§ **DIE AUFGABE**:
Beantworte anhand des folgenden Textes über die Wahl in Venezuela diese Fragen:
(a) An welchem Datum fand die Wahl statt?
(b) Welches Land unterstützt die Vorwürfe der Kandidaten des rechten Flügels lautstark?
(c) Welches Versprechen wurde laut dem letzten Satz nicht gehalten?

Maduro oder der rechte Flügel – ist das eine Wahl?

Am 28. Juli 2024 fand in Venezuela eine der vielen Wahlen der letzten Jahre statt. Die offiziellen Zahlen zeigten einen knappen Sieg für Maduro, und es überrascht nicht, dass die Kandidaten des rechten Flügels Wahlbetrug anprangern, mit lautstarker Unterstützung der USA. Aber weil viele in den letzten Jahren unter Maduros Herrschaft eine dystopische Realität erlebt haben, haben auch andere die Ergebnisse verurteilt, nicht nur die rechten Kandidaten Corina und Gonzales. Das Versprechen des Sozialismus wurde nicht gehalten.

§ **VORLIEGENDE AUFLISTUNG**:

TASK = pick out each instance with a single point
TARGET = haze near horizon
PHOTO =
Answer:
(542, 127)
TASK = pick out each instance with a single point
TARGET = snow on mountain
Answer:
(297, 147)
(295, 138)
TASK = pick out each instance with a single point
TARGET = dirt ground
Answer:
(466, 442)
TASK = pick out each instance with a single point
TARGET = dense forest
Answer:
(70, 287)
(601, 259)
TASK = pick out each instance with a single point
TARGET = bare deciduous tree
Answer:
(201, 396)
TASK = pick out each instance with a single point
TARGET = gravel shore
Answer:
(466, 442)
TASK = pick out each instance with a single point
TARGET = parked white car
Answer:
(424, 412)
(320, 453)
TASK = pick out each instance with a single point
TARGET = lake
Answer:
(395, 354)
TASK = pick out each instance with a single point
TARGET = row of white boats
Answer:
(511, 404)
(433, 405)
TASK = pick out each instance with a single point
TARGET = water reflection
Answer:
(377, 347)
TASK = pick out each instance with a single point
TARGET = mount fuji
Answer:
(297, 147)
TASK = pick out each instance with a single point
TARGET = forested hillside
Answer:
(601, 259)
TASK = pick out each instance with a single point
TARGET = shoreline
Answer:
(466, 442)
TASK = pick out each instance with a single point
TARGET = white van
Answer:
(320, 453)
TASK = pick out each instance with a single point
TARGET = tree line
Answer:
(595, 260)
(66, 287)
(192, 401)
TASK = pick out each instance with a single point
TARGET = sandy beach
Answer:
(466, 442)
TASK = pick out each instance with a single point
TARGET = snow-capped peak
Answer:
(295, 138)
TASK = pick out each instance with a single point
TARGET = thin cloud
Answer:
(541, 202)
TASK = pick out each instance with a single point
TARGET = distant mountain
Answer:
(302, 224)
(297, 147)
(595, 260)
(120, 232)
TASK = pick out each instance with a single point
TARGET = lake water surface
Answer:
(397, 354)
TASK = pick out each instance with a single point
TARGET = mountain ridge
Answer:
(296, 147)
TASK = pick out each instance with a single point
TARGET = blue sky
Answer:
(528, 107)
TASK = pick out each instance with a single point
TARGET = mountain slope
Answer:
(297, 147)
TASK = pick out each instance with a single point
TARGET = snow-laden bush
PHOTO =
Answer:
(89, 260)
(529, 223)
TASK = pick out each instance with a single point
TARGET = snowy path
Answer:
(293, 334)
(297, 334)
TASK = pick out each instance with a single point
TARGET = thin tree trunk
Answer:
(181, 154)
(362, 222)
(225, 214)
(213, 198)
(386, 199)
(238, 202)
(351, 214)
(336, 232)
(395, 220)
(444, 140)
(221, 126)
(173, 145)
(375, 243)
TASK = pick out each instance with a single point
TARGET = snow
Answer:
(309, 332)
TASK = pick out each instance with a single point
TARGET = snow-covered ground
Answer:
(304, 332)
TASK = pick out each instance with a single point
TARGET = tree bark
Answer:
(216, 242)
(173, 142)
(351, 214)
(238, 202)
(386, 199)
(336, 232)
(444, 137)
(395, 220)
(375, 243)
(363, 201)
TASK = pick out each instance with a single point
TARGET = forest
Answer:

§ **DIE ANTWORT**:
(a) Am 28. Juli 2024.
(b) Die USA.
(c) Das Versprechen des Sozialismus.